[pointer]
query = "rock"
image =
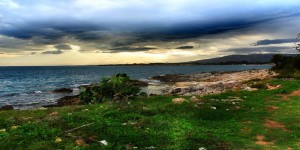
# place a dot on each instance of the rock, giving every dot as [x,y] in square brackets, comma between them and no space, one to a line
[55,113]
[176,90]
[249,89]
[80,142]
[63,90]
[270,87]
[6,107]
[152,94]
[178,100]
[171,78]
[139,83]
[104,142]
[212,107]
[194,99]
[68,101]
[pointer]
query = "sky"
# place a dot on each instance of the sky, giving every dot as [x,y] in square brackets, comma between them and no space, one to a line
[92,32]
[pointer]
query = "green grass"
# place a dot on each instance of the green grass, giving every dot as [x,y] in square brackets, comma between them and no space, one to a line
[157,122]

- - - - - - -

Task goal →
A faithful copy of every record is required, with no pictures included.

Answer box →
[pointer]
query = "rock"
image =
# place a dot on each instance of the rock, giving every dot as [x,y] in square brackets, comma between them and no space, one to a line
[55,113]
[176,90]
[249,89]
[80,142]
[63,90]
[270,87]
[6,107]
[152,94]
[178,100]
[171,78]
[139,83]
[104,142]
[212,107]
[194,99]
[68,101]
[pointer]
query = "sky"
# place a dot on each instance of the sky, giving every dot as [x,y] in square brackets, comma between them and no space, one to a line
[92,32]
[pointer]
query = "green grass"
# place a dot on each instance of the green grass, giving every dot as [x,y] in square brackets, comma between them and no space, one to a line
[157,122]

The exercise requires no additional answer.